• _Input material_
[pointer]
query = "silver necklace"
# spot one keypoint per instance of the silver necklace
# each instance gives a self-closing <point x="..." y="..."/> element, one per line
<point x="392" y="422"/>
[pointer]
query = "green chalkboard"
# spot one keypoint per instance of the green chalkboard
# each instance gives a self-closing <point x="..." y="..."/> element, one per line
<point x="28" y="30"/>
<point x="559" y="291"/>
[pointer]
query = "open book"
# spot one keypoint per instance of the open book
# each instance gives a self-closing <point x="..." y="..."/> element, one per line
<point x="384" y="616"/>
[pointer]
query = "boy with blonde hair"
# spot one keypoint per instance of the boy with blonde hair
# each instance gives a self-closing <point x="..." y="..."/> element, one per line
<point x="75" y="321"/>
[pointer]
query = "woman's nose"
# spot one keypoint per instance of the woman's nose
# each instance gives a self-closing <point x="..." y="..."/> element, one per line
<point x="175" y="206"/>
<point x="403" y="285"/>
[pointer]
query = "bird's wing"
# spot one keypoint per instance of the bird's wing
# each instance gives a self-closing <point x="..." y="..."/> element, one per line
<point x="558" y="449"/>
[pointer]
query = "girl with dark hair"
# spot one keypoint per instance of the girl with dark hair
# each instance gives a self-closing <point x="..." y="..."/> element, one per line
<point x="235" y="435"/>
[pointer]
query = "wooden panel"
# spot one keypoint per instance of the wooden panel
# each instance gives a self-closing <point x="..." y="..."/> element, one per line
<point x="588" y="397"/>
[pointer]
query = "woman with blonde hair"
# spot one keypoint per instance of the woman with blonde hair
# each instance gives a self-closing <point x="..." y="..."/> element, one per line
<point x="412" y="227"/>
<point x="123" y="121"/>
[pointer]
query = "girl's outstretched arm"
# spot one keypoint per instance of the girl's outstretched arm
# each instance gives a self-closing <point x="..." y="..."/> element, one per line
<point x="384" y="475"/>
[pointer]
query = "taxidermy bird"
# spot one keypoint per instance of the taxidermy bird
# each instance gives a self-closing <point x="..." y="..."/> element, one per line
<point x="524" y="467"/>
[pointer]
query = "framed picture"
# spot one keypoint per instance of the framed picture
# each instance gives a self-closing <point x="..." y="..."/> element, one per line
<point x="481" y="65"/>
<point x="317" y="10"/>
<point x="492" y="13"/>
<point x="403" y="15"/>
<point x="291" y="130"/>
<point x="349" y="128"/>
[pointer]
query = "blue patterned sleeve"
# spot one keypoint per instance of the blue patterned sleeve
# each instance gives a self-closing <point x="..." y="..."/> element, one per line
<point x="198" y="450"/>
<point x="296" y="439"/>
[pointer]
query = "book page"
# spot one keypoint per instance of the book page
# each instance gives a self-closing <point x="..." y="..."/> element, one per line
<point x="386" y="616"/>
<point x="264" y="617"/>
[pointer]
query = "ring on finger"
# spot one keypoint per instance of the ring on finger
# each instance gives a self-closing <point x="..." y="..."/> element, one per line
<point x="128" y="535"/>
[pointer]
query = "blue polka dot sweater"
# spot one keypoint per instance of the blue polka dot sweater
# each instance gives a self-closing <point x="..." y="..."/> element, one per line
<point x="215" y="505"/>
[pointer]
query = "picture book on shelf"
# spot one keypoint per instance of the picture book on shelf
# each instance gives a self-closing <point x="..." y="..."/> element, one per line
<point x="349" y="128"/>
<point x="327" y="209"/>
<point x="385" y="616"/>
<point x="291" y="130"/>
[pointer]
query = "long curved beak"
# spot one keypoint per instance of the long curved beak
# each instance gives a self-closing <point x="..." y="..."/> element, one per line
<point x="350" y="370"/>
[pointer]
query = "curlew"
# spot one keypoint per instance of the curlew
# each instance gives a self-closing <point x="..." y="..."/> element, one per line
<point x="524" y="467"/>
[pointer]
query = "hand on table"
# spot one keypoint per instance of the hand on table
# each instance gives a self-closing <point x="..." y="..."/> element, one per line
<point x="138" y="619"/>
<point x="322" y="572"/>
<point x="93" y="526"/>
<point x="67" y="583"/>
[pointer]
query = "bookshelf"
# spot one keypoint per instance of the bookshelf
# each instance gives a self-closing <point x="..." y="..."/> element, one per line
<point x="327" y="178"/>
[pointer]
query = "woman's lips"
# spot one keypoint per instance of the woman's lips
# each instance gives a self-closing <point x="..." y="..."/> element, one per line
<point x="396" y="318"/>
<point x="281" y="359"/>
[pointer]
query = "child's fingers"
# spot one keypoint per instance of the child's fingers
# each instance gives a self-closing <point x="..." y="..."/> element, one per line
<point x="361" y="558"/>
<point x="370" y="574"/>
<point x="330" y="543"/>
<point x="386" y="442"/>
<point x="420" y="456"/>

• _Aim_
Extract the full listing and reproduce each line exactly.

• _Solution for this task_
[pointer]
query = "silver necklace"
# spot one keypoint per instance of the silver necklace
# each instance gives a self-closing <point x="..." y="..."/> element, one per line
<point x="392" y="422"/>
[pointer]
query = "green chalkboard"
# spot one keypoint per instance of the green chalkboard
# each instance gives a self-closing <point x="..." y="..."/> element, one per line
<point x="28" y="30"/>
<point x="559" y="291"/>
[pointer]
query = "open book"
# spot one keypoint per instance of the open book
# each instance gives a self-closing <point x="..." y="..."/> element, one per line
<point x="384" y="616"/>
[pointer]
query = "boy with blonde hair"
# spot one keypoint per instance of the boy with blonde hair
# each instance gives a self-closing <point x="..." y="..."/> element, one per line
<point x="75" y="321"/>
[pointer]
query = "woman's nose"
# spot one keypoint per instance of the woman's nose
# each instance gives a self-closing <point x="..." y="..."/> element, one per line
<point x="175" y="206"/>
<point x="403" y="285"/>
[pointer]
query = "bird's wing"
# spot one keypoint per instance of the bird's wing
# each instance gives a self-closing <point x="..." y="..."/> element, one per line
<point x="558" y="449"/>
[pointer]
query = "girl with dark hair"
# spot one keypoint per instance of the girl with dark hair
# each instance gives a self-closing <point x="..." y="..."/> element, one per line
<point x="235" y="435"/>
[pointer]
query = "wooden panel"
# spot one keypoint per instance of the wooden panel
# each instance gives a self-closing <point x="..." y="..."/> element, one per line
<point x="588" y="397"/>
[pointer]
query = "woman with blonde hair"
# spot one keypoint per instance of the woman with blonde hair
# each instance gives a self-closing <point x="..." y="..."/> element, one per line
<point x="412" y="227"/>
<point x="123" y="121"/>
[pointer]
query = "girl's outstretched arm"
# spot one keypoint per instance of the girl's outstretched arm
# each instance gives a self-closing <point x="..." y="..."/> element, one per line
<point x="384" y="475"/>
[pointer]
query = "taxidermy bird"
# spot one keypoint per instance of the taxidermy bird
# each instance gives a self-closing <point x="..." y="..."/> element, one per line
<point x="524" y="467"/>
[pointer]
query = "framed picture"
# spot one keypoint per instance of the framed picture
# each instance gives a self-closing <point x="..." y="..."/> element, one per line
<point x="481" y="65"/>
<point x="317" y="10"/>
<point x="492" y="13"/>
<point x="403" y="15"/>
<point x="291" y="130"/>
<point x="349" y="128"/>
[pointer]
query = "blue patterned sleeve"
# spot one keypoint per instance of the blue patterned sleeve
# each instance gives a self-closing <point x="..." y="..."/> element, one per line
<point x="198" y="450"/>
<point x="296" y="439"/>
[pointer]
query = "book page"
# spot one keypoint per instance of the book page
# each instance gives a self-closing <point x="..." y="..."/> element, one per line
<point x="386" y="616"/>
<point x="264" y="617"/>
[pointer]
query = "ring on finger"
# spot one keypoint per instance of the ring on finger
# each instance gives a self-closing <point x="..." y="..."/> element, one per line
<point x="128" y="535"/>
[pointer]
query = "blue polka dot sweater"
# spot one keypoint per instance of the blue polka dot sweater
# each instance gives a self-closing <point x="..." y="..."/> element, one per line
<point x="215" y="505"/>
[pointer]
query = "picture book on shelf"
# spot one keypoint per instance of the picture book on shelf
# each instance gives a self-closing <point x="..." y="..."/> element, one per line
<point x="349" y="128"/>
<point x="327" y="209"/>
<point x="385" y="616"/>
<point x="291" y="130"/>
[pointer]
query = "long curved beak"
# spot one keypoint per instance of the long curved beak
# each instance gives a self-closing <point x="..." y="..."/> element, one per line
<point x="350" y="370"/>
[pointer]
query = "curlew"
# spot one keypoint per instance of the curlew
# each instance gives a self-closing <point x="..." y="..."/> element, one per line
<point x="524" y="467"/>
[pointer]
query = "hand on table"
# spot one keypoint per instance of the hand on table
# each instance gives a self-closing <point x="..." y="..."/> element, one per line
<point x="138" y="619"/>
<point x="322" y="572"/>
<point x="93" y="526"/>
<point x="67" y="583"/>
[pointer]
query = "bookshelf"
# spot one keypoint per instance of the bookshelf
# each instance gives a self-closing <point x="..." y="..."/> element, one per line
<point x="327" y="178"/>
[pointer]
query = "woman's lips"
# spot one keypoint per instance of the woman's lips
# each instance gives a self-closing <point x="..." y="..."/> element, one per line
<point x="396" y="318"/>
<point x="281" y="359"/>
[pointer]
query = "child's fingers"
# spot one keypoint per instance of the child's fingers
# each instance gives a self-closing <point x="..." y="..."/> element, one per line
<point x="361" y="558"/>
<point x="370" y="574"/>
<point x="330" y="543"/>
<point x="386" y="442"/>
<point x="420" y="456"/>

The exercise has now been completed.